◆ Goal 1
In the internship project list, shorten the paragraph that begins "The CC Catalog gets a huge amount of its data" while keeping its main facts.
◆ Goal 2
Reproduce the internship project list from "Add Audio to" up to and including "audio file metadata.", substituting "routes" for "endpoints".

Open Source Internships: Project Ideas

This is the project idea list for the current round of open source internships at Creative Commons.



Add Audio to the CC Catalog & CC Search

  • The Problem:

    Currently, CC Search and the CC Catalog API only support image search. We’d like to add more content types, especially audio. This would involve indexing audio sources in the CC Catalog and adding new endpoints to the CC Catalog API (user interface changes are out of scope for this project.)

  • Expected Outcome:
    • There would be scripts in the CC Catalog repository that index metadata related to openly licensed audio files and add it to our database.
    • The CC Catalog API would have a set of endpoints that allowed searching for and browsing audio files.
  • Internship Tasks:
    • Work with CC’s data engineer to define and implement a database schema for collecting audio file metadata.
    • Write scripts to ingest audio file metadata from open repositories such as Freesound, Free Music Archive, etc.
    • Implement additional API endpoints on the CC Catalog API to expose audio data.
  • Application Tips:
    • Include potential database schemas in your application.
    • Include sources that you might want to ingest in your application.
  • Resources:
  • Skills recommended: CSS, Django, Django REST Framework, HTML, JavaScript, Python, Vue.js
  • Mentors: Alden Page, Brent Moran, Anna Tumadóttir
  • Difficulty: Medium

Add filtering by node to the Linked Commons

  • The Problem:

    For last year’s GSOC, María Belén Guaranda Cabezas created a visualization graph of domains in the Commons, using one month of data from Common Crawl. For details, please see her posts on the CC Open Source Blog, which you can find at her author page. We’d like to expand on the current state of that project by adding the possibility to filter by domain, and show only nodes within distance 2 (i.e., they can be reached by traveling along no more than two edges from the chosen node). If that is accomplished in short order, we’d also like to give the user the ability to choose the distance of nodes to show from a given node.

  • Expected Outcome:
    • There should be a search box into which the user can type a domain (or part of a domain), and the graph should then show only nodes from that domain, and domains which can be reached with no more than two hops from the original.
    • Stretch Goal: It’d be great if the user could choose a distance from the chosen node via some sort of drop-down menu.
    • If both of those go well, we’d like to explore some graph-theoretic metrics on the graph.
    • We may also add live updating to the data that backs the visualization.
    • If these features are completed ahead of schedule, the intern may suggest further features to add to the visualization.
  • Internship Tasks:

    The intern should implement the first feature above, and if there’s time, implement the second. It may be useful for the intern to assist with setting up live-updating of the data backing the visualization.

  • Application Tips:

    Interest in and/or experience with graph theory would be useful!

  • Resources:
  • Skills recommended: JavaScript, Graph Theory
  • Mentors: Brent Moran, María Belén Guaranda Cabezas
  • Difficulty: Easy

Add Provider API Scripts to CC Catalog

  • The Problem:

    The CC Catalog gets a huge amount of its data by pulling image info from APIs via what we are calling ‘Provider API Scripts’. We have a backlog of providers which have been vetted, and we’d like to have scripts that pull data from their public APIs and pass it to our storage class. This would increase the breadth of material available from CC Search and the CC Catalog API.

◆ Supplied entries
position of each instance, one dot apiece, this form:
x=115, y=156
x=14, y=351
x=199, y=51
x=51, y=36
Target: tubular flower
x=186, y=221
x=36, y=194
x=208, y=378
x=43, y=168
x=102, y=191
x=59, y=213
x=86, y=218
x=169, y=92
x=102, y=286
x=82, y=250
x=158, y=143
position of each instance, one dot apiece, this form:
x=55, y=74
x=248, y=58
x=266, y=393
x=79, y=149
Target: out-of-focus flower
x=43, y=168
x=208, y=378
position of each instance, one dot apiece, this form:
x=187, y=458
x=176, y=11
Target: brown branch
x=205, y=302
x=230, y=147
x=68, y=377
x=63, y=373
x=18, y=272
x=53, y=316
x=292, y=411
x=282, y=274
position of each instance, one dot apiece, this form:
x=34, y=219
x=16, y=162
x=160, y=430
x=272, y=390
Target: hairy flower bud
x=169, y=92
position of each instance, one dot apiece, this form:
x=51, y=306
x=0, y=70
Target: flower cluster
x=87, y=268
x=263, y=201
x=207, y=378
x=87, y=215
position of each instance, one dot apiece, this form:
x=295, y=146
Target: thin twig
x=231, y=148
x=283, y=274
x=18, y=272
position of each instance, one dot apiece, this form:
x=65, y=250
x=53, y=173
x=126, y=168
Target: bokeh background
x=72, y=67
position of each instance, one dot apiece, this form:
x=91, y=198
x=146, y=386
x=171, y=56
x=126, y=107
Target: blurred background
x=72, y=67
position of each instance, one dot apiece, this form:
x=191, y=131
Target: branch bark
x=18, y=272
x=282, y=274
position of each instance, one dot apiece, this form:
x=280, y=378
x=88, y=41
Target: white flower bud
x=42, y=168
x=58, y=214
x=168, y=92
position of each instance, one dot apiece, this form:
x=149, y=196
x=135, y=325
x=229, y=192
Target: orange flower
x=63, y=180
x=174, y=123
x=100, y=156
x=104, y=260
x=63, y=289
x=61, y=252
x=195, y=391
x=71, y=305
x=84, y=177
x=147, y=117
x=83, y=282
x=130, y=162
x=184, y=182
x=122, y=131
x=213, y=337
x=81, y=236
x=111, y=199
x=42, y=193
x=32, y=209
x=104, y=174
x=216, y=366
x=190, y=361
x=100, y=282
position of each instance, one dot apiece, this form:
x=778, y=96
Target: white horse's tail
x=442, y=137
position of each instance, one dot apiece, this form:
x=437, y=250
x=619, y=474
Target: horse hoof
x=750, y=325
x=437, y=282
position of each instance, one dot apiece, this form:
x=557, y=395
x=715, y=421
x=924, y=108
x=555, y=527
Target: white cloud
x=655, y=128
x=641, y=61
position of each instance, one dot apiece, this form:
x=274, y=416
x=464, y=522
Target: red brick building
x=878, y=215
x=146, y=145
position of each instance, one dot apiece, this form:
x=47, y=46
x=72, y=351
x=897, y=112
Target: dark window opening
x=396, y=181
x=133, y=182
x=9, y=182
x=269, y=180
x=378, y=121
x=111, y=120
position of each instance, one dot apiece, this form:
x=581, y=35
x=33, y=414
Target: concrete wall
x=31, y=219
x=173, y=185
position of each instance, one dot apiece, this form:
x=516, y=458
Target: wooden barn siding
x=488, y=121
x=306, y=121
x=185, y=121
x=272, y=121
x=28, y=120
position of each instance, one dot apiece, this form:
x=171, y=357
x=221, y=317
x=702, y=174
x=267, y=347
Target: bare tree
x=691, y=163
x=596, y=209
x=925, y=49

◆ Full answer 1
Much of the CC Catalog's data comes from image info pulled from APIs through "Provider API Scripts." There is a backlog of vetted providers, and scripts are wanted to pull data from their public APIs and pass it to the storage class. This would widen the material available from CC Search and the CC Catalog API.

◆ Full answer 2
Add Audio to the CC Catalog & CC Search

  • The Problem:

    Currently, CC Search and the CC Catalog API only support image search. We’d like to add more content types, especially audio. This would involve indexing audio sources in the CC Catalog and adding new routes to the CC Catalog API (user interface changes are out of scope for this project.)

  • Expected Outcome:
    • There would be scripts in the CC Catalog repository that index metadata related to openly licensed audio files and add it to our database.
    • The CC Catalog API would have a set of routes that allowed searching for and browsing audio files.
  • Internship Tasks:
    • Work with CC’s data engineer to define and implement a database schema for collecting audio file metadata.